++++ RECORDS FOR THE EXERCISE ++++

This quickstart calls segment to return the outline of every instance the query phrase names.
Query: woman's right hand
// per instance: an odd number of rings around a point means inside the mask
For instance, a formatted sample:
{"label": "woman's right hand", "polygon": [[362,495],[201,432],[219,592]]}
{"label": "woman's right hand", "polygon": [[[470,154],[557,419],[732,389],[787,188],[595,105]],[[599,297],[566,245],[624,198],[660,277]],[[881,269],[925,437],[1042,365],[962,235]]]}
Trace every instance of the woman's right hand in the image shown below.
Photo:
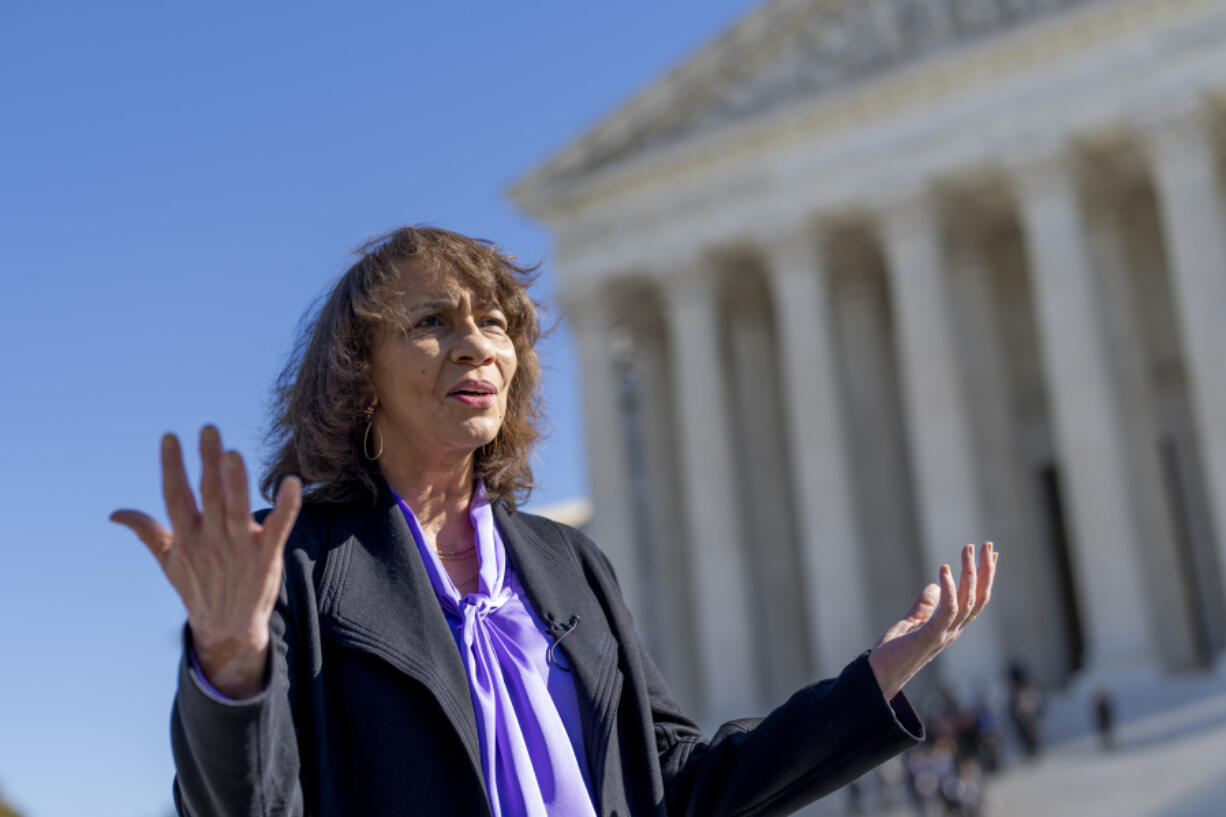
{"label": "woman's right hand", "polygon": [[162,494],[167,530],[140,510],[116,510],[162,566],[188,608],[196,660],[208,683],[232,698],[264,686],[268,619],[281,588],[282,548],[302,507],[302,482],[287,477],[272,512],[251,516],[246,469],[238,451],[222,451],[212,426],[200,432],[202,471],[196,508],[174,434],[162,438]]}

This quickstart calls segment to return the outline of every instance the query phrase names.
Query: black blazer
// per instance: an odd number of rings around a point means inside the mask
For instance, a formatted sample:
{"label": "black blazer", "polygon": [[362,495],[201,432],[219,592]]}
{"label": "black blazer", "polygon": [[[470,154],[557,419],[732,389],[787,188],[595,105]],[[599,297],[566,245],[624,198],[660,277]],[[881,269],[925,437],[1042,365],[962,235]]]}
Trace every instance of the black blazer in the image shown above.
{"label": "black blazer", "polygon": [[[553,635],[579,618],[559,649],[601,817],[786,815],[922,740],[864,655],[707,740],[640,644],[604,554],[548,519],[501,504],[494,514]],[[271,634],[268,683],[254,698],[216,698],[180,665],[170,726],[181,816],[489,815],[463,664],[390,492],[374,505],[303,508]]]}

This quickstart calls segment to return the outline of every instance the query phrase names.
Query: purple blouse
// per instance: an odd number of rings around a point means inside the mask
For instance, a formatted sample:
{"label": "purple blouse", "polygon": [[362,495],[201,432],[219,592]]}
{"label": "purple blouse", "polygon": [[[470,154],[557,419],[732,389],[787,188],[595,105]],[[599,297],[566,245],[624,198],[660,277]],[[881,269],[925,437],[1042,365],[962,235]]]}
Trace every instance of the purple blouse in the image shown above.
{"label": "purple blouse", "polygon": [[396,502],[468,673],[494,817],[596,817],[575,682],[548,660],[546,627],[506,558],[484,485],[477,482],[468,512],[478,589],[462,597],[413,510],[398,496]]}

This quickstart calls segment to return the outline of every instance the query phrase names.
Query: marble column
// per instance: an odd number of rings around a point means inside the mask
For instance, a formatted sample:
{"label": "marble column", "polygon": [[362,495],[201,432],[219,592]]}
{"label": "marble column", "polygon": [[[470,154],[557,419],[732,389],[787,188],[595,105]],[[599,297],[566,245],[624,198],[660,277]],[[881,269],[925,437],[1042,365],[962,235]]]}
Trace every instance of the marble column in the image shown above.
{"label": "marble column", "polygon": [[1226,200],[1208,119],[1194,104],[1166,112],[1150,129],[1149,147],[1217,563],[1226,574]]}
{"label": "marble column", "polygon": [[1062,148],[1036,147],[1014,175],[1069,499],[1085,667],[1097,675],[1150,666],[1161,650],[1146,615],[1129,440],[1070,164]]}
{"label": "marble column", "polygon": [[[983,515],[972,407],[956,348],[937,204],[922,189],[906,190],[885,204],[880,226],[920,499],[917,532],[931,580],[937,580],[942,563],[949,563],[956,578],[961,547],[975,543],[978,558],[982,543],[996,536]],[[1008,559],[1010,545],[996,543]],[[996,607],[987,607],[958,648],[942,656],[946,682],[965,687],[999,677],[997,615]]]}
{"label": "marble column", "polygon": [[828,277],[813,224],[776,234],[764,249],[779,328],[812,653],[818,673],[830,675],[875,635],[828,320]]}
{"label": "marble column", "polygon": [[711,723],[742,716],[748,707],[760,703],[716,286],[714,267],[694,261],[673,271],[666,294],[682,493],[690,535],[698,675]]}
{"label": "marble column", "polygon": [[591,537],[617,569],[630,612],[642,615],[642,583],[635,546],[634,505],[620,395],[609,339],[608,298],[598,290],[571,291],[560,298],[584,383],[587,475],[595,501]]}

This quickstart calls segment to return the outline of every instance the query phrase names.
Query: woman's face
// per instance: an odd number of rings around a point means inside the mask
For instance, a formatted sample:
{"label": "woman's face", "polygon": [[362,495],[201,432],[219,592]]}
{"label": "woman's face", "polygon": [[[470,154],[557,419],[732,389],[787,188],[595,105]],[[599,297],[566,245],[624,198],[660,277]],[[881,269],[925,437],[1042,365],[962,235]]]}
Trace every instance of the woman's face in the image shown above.
{"label": "woman's face", "polygon": [[380,332],[370,356],[384,456],[463,459],[506,415],[516,364],[506,315],[451,271],[414,274],[405,299],[407,324]]}

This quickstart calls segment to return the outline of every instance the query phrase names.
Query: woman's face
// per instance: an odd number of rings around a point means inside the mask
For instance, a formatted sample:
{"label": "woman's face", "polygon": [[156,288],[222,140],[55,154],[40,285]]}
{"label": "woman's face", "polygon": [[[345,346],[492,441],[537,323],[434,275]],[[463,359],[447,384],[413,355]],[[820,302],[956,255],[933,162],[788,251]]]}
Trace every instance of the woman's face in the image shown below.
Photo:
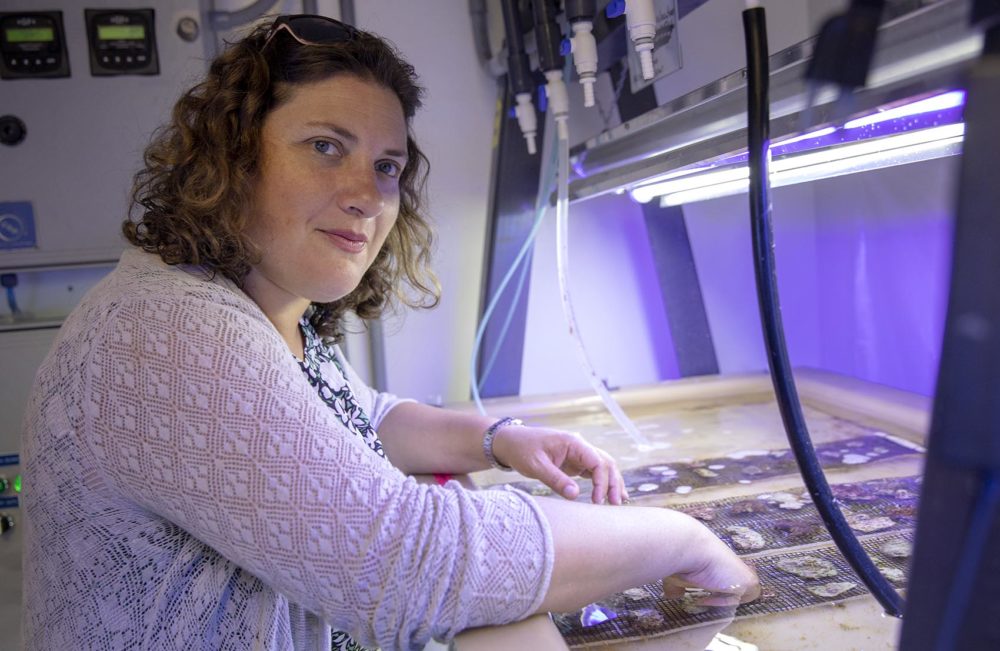
{"label": "woman's face", "polygon": [[358,286],[399,214],[406,138],[396,95],[348,74],[293,87],[265,118],[245,281],[265,312]]}

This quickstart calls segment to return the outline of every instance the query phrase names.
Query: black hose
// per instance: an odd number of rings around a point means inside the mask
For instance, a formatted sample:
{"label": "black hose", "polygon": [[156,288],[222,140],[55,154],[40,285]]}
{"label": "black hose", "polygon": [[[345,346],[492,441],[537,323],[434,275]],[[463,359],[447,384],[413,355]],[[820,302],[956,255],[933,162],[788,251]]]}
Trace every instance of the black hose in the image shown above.
{"label": "black hose", "polygon": [[886,614],[902,617],[903,602],[896,590],[882,576],[861,547],[844,515],[834,503],[830,485],[823,475],[795,389],[795,378],[788,361],[781,306],[778,301],[778,278],[774,264],[771,232],[771,198],[768,180],[770,147],[770,111],[768,100],[767,28],[764,9],[754,7],[743,12],[743,31],[747,51],[747,149],[750,168],[750,221],[753,231],[754,274],[757,301],[771,381],[778,399],[781,420],[788,442],[795,454],[806,488],[837,548],[861,581],[868,587]]}

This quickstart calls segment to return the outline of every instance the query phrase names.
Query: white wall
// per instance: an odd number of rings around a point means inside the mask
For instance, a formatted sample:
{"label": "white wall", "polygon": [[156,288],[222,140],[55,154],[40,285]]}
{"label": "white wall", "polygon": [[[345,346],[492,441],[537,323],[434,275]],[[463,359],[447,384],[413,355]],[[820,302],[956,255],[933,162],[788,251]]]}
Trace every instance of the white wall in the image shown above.
{"label": "white wall", "polygon": [[429,213],[441,304],[386,322],[388,389],[430,402],[465,400],[475,336],[490,186],[496,82],[480,67],[465,2],[360,0],[358,26],[393,41],[427,89],[415,120],[431,162]]}
{"label": "white wall", "polygon": [[[590,386],[569,337],[556,275],[555,211],[539,230],[521,369],[521,394]],[[569,213],[569,287],[577,327],[598,377],[610,386],[677,376],[666,313],[639,205],[603,196]]]}

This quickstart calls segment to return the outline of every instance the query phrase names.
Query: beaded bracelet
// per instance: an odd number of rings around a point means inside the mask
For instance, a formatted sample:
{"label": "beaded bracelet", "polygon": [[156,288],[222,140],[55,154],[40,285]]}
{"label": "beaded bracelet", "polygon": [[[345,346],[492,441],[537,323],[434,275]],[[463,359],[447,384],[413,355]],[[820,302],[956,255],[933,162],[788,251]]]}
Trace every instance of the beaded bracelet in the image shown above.
{"label": "beaded bracelet", "polygon": [[501,418],[497,422],[490,425],[486,429],[486,433],[483,434],[483,454],[486,455],[486,460],[490,462],[490,465],[497,470],[513,470],[510,466],[505,466],[497,461],[496,456],[493,455],[493,437],[496,436],[501,427],[506,427],[507,425],[523,427],[524,421],[520,418],[511,418],[510,416]]}

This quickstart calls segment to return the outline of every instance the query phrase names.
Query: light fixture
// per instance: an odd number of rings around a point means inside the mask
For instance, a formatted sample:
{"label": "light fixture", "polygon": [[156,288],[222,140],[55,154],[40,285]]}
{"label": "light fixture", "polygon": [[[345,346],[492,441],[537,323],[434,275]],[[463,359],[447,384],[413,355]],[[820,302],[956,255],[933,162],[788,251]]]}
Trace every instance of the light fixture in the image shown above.
{"label": "light fixture", "polygon": [[[775,157],[770,164],[771,186],[958,154],[965,126],[957,120],[961,119],[964,99],[963,91],[944,93],[852,120],[839,129],[827,127],[775,143],[771,146]],[[662,206],[676,206],[740,194],[748,188],[743,153],[709,165],[674,170],[631,188],[629,193],[640,203],[660,197]]]}

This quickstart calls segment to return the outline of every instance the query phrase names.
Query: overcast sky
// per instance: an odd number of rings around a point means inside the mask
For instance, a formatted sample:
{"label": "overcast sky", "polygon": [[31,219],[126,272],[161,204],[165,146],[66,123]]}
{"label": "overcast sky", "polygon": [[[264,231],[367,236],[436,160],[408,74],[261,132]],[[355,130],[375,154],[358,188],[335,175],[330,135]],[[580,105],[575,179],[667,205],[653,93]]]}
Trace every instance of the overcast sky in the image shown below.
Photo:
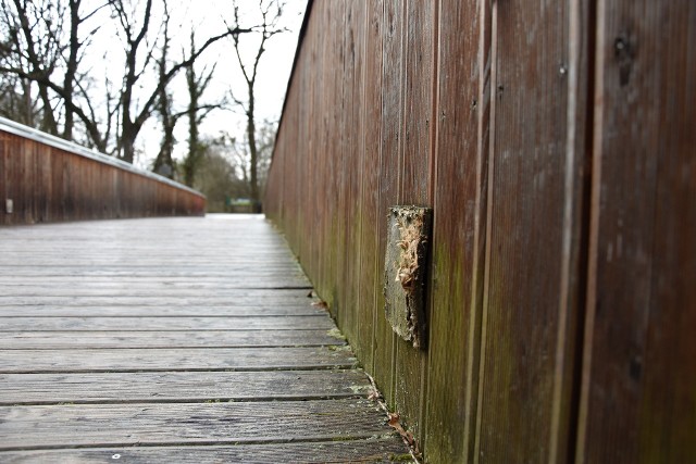
{"label": "overcast sky", "polygon": [[[240,0],[239,4],[243,14],[240,25],[246,27],[259,24],[258,0]],[[307,0],[287,0],[283,10],[281,27],[285,27],[289,32],[276,35],[266,42],[266,51],[259,64],[259,77],[256,86],[257,121],[259,123],[263,118],[277,120],[281,116],[287,81],[297,48],[297,37],[306,7]],[[229,0],[171,0],[170,9],[172,15],[170,35],[173,38],[170,57],[172,60],[181,59],[183,48],[188,50],[191,25],[194,25],[196,32],[197,42],[202,43],[208,37],[223,33],[226,28],[225,21],[231,25],[233,24],[233,10]],[[161,13],[157,9],[153,10],[151,22],[153,28],[158,27]],[[114,26],[114,24],[111,24],[111,27]],[[110,27],[108,21],[104,21],[102,27]],[[119,40],[113,39],[114,34],[100,30],[99,37],[101,39],[96,41],[94,47],[103,49],[103,52],[90,53],[92,57],[98,57],[98,59],[105,58],[105,60],[99,61],[96,65],[105,67],[107,73],[109,73],[110,66],[123,66],[123,46]],[[103,38],[105,37],[111,37],[112,39],[104,40]],[[240,36],[240,42],[248,53],[256,53],[258,50],[257,37],[258,35],[256,34]],[[247,61],[251,62],[252,57],[248,57],[248,59]],[[220,101],[231,89],[235,91],[237,98],[246,99],[246,83],[240,74],[232,40],[221,40],[209,48],[202,59],[197,62],[197,70],[201,73],[203,66],[210,68],[213,64],[216,64],[215,73],[213,80],[203,95],[203,103]],[[121,73],[123,73],[122,70]],[[119,73],[114,72],[113,75],[119,75]],[[146,83],[145,87],[148,87],[148,83]],[[172,83],[170,90],[173,93],[175,111],[183,110],[188,101],[185,74],[183,72]],[[241,112],[237,111],[235,113],[228,110],[213,111],[200,127],[202,136],[211,137],[219,136],[223,130],[233,136],[241,136],[244,129],[245,121]],[[159,151],[161,139],[157,118],[152,117],[144,130],[145,133],[138,141],[138,149],[142,150],[142,154],[137,156],[135,164],[141,167],[149,167]],[[185,118],[179,120],[176,139],[178,145],[175,148],[175,158],[182,159],[186,151],[187,139],[187,121]]]}

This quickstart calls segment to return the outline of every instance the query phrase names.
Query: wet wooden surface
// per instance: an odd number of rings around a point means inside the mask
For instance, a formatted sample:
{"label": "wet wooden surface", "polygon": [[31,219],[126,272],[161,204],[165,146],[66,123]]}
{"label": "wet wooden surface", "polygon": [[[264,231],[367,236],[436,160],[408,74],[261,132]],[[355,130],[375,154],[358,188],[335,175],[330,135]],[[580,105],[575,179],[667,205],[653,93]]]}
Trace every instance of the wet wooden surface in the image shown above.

++++

TO BE DONE →
Pick out every line above that contains the string "beaded", and copy each one in full.

SOLUTION FOR THIS PROBLEM →
Query: beaded bracelet
{"label": "beaded bracelet", "polygon": [[156,288],[222,140],[55,154],[40,285]]}
{"label": "beaded bracelet", "polygon": [[[345,346],[492,441],[537,323],[434,275]],[[463,359],[447,384],[413,355]],[[820,302],[956,255],[933,162],[788,251]]]}
Trace every instance of the beaded bracelet in the image shown above.
{"label": "beaded bracelet", "polygon": [[501,418],[497,422],[490,425],[486,429],[486,433],[483,434],[483,454],[486,455],[486,460],[490,462],[490,465],[497,470],[513,470],[510,466],[505,466],[497,461],[496,456],[493,455],[493,437],[496,436],[501,427],[506,427],[507,425],[523,427],[524,421],[520,418],[511,418],[510,416]]}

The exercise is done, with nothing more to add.